Prompt: Pick out each line in the material below that contains the string "green" and copy those lines. Match case exactly.
——————
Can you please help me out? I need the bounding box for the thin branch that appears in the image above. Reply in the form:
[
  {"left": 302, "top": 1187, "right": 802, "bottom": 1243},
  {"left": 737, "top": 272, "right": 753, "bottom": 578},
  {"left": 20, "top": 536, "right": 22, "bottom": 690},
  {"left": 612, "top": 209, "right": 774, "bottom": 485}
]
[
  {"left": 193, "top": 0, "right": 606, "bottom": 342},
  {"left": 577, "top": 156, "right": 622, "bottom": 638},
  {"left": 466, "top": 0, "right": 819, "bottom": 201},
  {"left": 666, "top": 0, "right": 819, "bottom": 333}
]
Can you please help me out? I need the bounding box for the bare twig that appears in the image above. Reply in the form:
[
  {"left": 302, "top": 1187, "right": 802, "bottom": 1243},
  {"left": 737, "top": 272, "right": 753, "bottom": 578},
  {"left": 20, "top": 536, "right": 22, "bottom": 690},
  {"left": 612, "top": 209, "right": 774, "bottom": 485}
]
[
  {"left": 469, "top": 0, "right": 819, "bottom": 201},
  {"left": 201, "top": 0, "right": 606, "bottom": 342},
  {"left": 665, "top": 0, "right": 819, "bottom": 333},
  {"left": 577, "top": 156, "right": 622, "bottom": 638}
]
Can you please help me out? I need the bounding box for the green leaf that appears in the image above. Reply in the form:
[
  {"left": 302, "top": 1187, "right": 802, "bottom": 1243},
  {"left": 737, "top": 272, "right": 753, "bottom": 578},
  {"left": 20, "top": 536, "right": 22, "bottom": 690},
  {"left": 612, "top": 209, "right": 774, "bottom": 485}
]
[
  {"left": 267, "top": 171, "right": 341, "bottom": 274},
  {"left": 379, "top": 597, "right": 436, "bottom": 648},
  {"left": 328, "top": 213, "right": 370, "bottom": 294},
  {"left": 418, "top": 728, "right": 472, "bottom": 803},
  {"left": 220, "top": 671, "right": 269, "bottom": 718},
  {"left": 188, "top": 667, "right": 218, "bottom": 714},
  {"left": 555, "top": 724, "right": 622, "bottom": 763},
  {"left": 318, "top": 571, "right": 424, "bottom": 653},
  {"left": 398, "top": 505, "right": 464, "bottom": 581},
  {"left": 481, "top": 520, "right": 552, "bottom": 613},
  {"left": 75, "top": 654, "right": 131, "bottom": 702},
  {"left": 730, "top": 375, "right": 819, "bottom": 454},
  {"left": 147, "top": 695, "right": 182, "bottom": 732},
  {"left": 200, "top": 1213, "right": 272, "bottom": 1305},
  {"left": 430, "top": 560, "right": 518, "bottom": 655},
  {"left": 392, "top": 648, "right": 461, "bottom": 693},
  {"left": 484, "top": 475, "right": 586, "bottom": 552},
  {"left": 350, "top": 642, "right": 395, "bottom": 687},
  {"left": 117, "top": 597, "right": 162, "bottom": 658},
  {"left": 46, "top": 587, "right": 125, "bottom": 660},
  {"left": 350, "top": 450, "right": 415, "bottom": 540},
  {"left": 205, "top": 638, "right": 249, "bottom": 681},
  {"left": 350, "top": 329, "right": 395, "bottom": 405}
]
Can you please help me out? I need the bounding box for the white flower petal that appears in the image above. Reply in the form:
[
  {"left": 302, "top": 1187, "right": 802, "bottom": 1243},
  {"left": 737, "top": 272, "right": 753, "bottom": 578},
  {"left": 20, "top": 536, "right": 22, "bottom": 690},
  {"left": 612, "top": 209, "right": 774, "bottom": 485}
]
——————
Answer below:
Can you please help me out? I need the bounding box for the green leaf that appears in the image above. Reply in the form:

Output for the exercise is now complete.